WHAT IS REQUIRED:
In the entries below, find each line with the string "church" and copy it.

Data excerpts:
——

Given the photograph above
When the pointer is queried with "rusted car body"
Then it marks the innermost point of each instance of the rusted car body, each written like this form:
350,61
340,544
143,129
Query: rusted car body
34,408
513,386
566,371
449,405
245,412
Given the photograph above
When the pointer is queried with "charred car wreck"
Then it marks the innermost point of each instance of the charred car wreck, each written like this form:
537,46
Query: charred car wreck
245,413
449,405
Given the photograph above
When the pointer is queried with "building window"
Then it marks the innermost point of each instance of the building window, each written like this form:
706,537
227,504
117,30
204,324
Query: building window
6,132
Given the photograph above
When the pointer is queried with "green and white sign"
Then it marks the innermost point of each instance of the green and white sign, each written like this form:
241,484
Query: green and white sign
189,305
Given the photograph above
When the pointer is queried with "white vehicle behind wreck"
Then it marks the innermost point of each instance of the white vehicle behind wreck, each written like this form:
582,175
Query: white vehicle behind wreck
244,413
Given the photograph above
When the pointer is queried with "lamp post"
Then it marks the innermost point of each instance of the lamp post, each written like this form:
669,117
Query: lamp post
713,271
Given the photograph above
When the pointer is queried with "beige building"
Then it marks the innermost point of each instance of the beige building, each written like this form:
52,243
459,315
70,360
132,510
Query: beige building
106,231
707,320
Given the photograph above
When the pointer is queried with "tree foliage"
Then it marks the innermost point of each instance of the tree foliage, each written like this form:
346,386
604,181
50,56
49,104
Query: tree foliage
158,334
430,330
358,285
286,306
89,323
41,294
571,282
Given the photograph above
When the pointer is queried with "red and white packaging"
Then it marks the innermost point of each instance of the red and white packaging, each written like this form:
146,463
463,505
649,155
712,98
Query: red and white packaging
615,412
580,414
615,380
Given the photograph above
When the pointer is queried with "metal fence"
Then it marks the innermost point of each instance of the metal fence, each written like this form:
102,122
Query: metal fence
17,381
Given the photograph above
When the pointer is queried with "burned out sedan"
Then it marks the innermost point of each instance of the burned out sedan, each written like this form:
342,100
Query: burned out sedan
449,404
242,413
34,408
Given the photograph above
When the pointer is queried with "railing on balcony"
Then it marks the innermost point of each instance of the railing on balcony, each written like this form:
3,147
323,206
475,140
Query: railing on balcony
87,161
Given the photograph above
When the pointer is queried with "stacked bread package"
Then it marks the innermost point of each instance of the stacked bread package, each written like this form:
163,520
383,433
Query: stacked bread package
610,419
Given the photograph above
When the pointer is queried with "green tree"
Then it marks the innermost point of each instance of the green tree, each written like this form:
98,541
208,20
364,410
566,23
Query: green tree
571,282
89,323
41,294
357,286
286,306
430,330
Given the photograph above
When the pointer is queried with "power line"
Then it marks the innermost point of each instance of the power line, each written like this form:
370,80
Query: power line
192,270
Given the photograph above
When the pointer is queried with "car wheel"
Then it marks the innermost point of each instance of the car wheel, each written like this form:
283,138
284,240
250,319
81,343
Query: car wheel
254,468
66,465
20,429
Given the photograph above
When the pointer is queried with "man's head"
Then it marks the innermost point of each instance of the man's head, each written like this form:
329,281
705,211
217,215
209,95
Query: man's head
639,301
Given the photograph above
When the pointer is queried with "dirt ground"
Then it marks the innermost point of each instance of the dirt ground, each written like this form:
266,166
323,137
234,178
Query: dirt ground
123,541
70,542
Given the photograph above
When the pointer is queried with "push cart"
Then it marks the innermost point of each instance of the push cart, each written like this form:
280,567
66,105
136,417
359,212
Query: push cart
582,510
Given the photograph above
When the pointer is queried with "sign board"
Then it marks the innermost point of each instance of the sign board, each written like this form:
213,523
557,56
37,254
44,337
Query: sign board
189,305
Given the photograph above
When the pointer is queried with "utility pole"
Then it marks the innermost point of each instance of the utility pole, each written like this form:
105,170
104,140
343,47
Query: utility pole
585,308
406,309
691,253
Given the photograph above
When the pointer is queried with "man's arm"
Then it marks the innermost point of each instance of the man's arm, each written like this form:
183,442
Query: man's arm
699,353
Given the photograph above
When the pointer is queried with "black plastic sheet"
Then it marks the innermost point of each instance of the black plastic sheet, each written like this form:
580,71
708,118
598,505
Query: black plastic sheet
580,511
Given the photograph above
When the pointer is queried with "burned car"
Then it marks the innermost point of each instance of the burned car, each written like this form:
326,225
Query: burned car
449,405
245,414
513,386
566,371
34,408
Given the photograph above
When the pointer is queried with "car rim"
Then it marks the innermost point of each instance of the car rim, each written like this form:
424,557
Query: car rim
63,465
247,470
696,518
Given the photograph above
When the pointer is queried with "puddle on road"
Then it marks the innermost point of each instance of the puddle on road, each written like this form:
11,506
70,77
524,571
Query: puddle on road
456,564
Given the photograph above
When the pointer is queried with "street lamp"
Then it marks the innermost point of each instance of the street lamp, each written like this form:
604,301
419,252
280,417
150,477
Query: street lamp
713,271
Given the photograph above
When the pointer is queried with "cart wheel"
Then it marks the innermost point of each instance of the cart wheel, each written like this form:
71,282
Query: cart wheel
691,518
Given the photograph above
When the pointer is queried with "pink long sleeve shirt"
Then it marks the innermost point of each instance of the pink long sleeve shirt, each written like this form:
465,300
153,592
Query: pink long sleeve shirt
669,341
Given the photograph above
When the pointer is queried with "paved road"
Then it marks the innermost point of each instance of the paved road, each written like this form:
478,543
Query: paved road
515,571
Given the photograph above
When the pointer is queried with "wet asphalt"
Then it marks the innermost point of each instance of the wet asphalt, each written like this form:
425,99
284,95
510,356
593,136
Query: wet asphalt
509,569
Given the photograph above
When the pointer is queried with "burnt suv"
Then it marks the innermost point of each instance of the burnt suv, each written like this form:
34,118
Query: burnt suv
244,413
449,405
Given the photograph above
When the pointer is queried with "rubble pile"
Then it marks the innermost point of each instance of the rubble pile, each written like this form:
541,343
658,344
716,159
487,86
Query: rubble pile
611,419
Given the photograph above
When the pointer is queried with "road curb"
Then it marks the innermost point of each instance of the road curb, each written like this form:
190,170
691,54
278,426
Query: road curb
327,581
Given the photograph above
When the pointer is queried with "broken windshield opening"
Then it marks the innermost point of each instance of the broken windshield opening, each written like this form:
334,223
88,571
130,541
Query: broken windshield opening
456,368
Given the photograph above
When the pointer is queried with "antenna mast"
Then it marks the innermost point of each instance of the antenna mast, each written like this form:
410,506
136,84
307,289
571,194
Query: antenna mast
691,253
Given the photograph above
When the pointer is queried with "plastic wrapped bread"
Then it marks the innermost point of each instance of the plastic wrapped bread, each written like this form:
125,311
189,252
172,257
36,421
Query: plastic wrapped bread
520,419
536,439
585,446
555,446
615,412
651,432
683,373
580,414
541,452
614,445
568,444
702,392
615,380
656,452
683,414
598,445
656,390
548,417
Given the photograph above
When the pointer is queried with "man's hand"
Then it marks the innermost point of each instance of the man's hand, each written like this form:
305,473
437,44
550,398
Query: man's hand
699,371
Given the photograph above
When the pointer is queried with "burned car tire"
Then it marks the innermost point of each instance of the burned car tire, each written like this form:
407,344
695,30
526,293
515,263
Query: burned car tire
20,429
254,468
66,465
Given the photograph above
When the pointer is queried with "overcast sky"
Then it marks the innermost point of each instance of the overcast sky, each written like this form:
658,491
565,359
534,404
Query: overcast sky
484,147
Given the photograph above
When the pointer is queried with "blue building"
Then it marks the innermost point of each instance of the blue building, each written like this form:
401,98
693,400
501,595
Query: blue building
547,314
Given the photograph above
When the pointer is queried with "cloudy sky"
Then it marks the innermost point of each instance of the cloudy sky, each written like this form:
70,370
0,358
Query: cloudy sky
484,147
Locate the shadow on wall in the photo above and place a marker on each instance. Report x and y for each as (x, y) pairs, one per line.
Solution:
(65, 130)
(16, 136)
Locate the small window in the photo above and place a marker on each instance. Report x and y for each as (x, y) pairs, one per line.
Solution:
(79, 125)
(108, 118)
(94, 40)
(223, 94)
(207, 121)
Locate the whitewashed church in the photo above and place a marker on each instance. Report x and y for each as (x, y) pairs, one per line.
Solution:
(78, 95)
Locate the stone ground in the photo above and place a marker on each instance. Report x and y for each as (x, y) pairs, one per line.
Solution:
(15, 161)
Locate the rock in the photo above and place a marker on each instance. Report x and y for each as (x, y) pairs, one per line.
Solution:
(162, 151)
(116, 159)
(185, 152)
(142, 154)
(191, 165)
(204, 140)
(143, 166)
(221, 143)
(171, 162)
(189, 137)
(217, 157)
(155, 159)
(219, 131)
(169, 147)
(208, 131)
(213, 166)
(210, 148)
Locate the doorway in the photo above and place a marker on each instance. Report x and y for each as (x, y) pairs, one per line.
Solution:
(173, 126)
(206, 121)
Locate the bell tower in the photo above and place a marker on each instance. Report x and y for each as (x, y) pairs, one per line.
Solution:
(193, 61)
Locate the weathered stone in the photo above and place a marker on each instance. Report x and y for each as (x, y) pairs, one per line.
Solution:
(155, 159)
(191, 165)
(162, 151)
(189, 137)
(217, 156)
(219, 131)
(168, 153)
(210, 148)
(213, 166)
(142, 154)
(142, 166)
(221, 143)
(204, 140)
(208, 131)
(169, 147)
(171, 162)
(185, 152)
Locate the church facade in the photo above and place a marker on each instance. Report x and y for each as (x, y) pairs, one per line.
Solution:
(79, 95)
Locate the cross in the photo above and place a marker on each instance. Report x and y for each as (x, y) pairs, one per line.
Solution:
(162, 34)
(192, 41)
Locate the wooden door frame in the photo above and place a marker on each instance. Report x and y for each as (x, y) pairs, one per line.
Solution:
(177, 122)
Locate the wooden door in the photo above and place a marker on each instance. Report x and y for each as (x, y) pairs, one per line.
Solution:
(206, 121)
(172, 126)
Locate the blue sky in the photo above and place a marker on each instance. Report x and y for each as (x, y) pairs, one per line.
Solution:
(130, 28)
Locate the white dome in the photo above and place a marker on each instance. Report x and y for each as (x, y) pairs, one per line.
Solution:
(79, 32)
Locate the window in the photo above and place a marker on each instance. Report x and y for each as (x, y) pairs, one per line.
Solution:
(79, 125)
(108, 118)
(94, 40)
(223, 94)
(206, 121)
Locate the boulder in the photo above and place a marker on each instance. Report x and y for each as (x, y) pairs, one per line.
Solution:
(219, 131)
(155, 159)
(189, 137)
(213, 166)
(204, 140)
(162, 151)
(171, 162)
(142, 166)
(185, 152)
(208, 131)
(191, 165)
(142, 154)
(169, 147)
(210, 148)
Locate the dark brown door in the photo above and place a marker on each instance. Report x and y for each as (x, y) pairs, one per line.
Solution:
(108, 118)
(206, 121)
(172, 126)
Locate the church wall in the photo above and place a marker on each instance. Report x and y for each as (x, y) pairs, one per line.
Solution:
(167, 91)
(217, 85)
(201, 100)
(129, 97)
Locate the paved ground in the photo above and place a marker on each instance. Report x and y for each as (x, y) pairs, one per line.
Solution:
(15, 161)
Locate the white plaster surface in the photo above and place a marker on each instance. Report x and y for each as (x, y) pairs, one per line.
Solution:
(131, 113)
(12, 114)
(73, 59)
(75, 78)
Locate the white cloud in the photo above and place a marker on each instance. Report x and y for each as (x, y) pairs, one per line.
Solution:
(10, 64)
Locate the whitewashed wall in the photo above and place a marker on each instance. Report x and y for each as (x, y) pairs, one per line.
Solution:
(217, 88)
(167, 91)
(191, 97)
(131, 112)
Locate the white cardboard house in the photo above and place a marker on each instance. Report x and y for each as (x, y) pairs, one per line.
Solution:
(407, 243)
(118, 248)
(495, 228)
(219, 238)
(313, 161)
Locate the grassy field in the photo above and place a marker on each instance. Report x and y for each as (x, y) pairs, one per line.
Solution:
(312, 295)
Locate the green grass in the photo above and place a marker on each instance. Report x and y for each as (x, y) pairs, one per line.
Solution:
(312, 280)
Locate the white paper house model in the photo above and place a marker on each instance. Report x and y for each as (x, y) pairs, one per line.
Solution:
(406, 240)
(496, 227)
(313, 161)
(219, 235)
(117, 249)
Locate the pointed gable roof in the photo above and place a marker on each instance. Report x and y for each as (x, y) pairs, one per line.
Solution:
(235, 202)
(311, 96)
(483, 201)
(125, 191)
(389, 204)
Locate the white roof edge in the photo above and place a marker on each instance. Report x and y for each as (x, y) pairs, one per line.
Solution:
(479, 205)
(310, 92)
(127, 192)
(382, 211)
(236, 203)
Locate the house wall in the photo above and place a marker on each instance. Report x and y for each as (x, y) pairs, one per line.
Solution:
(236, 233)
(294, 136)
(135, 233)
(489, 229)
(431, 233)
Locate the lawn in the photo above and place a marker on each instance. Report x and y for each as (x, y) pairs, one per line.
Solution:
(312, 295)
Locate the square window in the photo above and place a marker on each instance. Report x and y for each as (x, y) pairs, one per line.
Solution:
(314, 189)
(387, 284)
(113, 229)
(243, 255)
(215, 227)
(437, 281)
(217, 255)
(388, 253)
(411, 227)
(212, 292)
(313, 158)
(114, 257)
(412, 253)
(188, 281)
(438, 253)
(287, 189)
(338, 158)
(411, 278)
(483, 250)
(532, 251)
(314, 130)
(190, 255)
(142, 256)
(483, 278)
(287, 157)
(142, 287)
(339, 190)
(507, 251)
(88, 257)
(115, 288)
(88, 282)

——

ANSWER SECTION:
Locate the whitewashed church in the photo above and place a marker on each instance. Report x and y for each as (x, y) pairs, one per line.
Locate the church facade in the photo above and place a marker on each instance. Report x and y for each as (x, y) pairs, one per line.
Locate the church wall in the photo above and place a marker on each instance. Report x and y for each as (x, y) pairs, one per line.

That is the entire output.